Given records START
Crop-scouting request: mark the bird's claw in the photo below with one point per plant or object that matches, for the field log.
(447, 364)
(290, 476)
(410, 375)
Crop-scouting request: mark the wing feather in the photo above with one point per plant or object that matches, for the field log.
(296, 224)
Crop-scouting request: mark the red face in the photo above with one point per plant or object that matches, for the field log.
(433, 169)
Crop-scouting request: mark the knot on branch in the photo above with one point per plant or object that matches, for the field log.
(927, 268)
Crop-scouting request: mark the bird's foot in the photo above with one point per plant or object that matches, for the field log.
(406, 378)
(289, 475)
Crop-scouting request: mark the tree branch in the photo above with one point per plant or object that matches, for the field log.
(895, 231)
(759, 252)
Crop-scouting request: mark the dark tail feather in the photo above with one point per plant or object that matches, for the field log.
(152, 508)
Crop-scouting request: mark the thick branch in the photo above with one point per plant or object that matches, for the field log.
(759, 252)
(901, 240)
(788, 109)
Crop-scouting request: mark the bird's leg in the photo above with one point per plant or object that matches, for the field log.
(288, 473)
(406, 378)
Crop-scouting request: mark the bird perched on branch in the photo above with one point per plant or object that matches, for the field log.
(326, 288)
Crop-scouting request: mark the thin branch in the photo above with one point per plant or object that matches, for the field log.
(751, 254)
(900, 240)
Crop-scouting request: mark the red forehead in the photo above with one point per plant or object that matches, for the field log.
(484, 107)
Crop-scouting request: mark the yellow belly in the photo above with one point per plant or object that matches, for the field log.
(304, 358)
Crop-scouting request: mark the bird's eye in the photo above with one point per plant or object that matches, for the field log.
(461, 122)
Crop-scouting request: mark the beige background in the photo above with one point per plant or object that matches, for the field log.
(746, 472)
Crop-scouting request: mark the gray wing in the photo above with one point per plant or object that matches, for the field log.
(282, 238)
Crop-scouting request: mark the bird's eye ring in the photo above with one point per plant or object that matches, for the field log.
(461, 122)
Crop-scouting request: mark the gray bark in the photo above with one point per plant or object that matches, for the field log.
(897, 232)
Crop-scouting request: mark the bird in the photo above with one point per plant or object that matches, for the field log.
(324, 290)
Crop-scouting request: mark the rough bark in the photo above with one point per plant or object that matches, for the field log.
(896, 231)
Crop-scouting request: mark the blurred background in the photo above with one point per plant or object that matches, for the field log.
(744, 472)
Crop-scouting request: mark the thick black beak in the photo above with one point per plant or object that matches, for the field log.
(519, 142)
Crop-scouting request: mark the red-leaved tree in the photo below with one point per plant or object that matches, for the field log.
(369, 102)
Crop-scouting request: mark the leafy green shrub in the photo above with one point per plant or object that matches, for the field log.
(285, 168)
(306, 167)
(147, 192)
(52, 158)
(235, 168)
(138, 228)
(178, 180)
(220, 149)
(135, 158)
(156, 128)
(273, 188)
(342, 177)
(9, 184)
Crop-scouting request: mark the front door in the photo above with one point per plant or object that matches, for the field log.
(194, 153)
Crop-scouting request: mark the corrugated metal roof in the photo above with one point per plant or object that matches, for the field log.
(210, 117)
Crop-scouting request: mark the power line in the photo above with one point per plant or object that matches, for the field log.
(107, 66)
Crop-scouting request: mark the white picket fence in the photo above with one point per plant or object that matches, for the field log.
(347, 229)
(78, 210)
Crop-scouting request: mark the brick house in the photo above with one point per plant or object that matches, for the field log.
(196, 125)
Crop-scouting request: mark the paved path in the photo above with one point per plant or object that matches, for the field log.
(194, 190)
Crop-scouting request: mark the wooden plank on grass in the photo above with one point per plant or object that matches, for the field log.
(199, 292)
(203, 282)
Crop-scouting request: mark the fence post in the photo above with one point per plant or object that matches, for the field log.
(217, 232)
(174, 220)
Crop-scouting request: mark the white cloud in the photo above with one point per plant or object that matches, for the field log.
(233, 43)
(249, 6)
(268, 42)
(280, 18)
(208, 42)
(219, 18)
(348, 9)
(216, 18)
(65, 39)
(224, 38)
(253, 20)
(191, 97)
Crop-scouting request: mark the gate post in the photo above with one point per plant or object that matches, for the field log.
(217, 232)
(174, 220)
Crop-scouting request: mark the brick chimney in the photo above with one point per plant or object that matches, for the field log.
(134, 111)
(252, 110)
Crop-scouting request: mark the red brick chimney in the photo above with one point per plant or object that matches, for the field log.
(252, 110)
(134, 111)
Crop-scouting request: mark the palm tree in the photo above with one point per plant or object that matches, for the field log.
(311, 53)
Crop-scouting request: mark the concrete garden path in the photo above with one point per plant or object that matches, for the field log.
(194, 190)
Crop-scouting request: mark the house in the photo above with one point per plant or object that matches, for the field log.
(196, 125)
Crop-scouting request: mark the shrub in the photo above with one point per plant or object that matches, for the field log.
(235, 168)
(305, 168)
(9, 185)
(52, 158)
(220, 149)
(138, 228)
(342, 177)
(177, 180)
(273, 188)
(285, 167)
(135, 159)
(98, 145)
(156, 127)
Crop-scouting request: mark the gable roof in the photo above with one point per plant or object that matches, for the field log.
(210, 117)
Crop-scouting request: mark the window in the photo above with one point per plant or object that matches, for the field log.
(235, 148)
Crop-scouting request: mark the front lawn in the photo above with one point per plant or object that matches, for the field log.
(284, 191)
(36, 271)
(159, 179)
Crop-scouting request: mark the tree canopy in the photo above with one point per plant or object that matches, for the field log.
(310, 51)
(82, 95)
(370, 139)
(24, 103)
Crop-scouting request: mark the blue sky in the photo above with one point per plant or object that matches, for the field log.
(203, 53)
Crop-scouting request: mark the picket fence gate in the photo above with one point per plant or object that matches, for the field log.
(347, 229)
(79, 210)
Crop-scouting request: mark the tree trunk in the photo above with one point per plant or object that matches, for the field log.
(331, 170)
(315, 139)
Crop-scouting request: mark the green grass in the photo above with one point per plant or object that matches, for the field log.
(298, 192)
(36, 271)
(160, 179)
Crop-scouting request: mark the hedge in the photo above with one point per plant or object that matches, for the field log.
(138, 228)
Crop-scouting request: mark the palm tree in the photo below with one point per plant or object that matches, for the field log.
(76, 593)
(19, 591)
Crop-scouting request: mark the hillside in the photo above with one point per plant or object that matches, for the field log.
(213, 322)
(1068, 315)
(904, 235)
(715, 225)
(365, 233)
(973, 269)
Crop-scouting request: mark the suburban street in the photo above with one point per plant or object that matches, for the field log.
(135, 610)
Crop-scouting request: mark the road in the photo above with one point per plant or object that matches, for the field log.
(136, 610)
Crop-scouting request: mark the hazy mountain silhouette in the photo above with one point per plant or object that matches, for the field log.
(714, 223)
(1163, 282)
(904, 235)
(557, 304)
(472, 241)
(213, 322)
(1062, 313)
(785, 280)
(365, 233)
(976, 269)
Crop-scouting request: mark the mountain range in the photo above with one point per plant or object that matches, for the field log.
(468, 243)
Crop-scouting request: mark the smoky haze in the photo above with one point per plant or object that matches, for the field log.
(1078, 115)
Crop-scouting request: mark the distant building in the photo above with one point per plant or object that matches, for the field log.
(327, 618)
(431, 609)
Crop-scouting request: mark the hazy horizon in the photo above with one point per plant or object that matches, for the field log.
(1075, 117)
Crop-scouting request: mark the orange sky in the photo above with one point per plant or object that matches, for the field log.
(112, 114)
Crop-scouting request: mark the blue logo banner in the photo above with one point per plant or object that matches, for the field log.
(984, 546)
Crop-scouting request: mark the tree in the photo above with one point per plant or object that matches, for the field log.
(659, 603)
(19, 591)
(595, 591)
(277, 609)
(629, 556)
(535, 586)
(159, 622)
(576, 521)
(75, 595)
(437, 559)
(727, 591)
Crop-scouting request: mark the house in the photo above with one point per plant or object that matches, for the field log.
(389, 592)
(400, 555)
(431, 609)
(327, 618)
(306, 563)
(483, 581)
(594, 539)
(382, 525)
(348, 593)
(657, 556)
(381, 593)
Given records END
> Exercise:
Copy out the lines above, from the one holding "Crop-scouting request: mark the smoky" through the final line, with no other lines.

> Task response:
Crop-scouting request: mark the smoky haze in the photo above with one point per plant or object that matches, for the field log.
(1078, 115)
Crop-scouting request: mark the distant building in the photo above with one point per plant or object that matches, for the field log.
(327, 618)
(431, 609)
Crop-scouting request: mark the hazy horizon in the photo above with one point per plant or object that matches, for the field log.
(1075, 117)
Crop-scouting request: mark the orange sky in the photo above with one point per plant or object that matches, for the field log.
(112, 114)
Crop-scouting request: mark the blue logo banner in the photo above with one point per plant or object that matches, for the field log.
(984, 546)
Crop-scouting request: mark the tree in the photo above with one point per plant or object that matches, for the field log.
(659, 603)
(19, 591)
(595, 591)
(277, 609)
(629, 556)
(535, 586)
(159, 622)
(576, 521)
(75, 595)
(437, 559)
(727, 591)
Crop-scouting request: mark the house in the photo above with one point per plant or object that matches, for the field log.
(389, 592)
(400, 555)
(431, 609)
(327, 618)
(306, 563)
(483, 581)
(594, 539)
(382, 525)
(348, 593)
(657, 556)
(381, 593)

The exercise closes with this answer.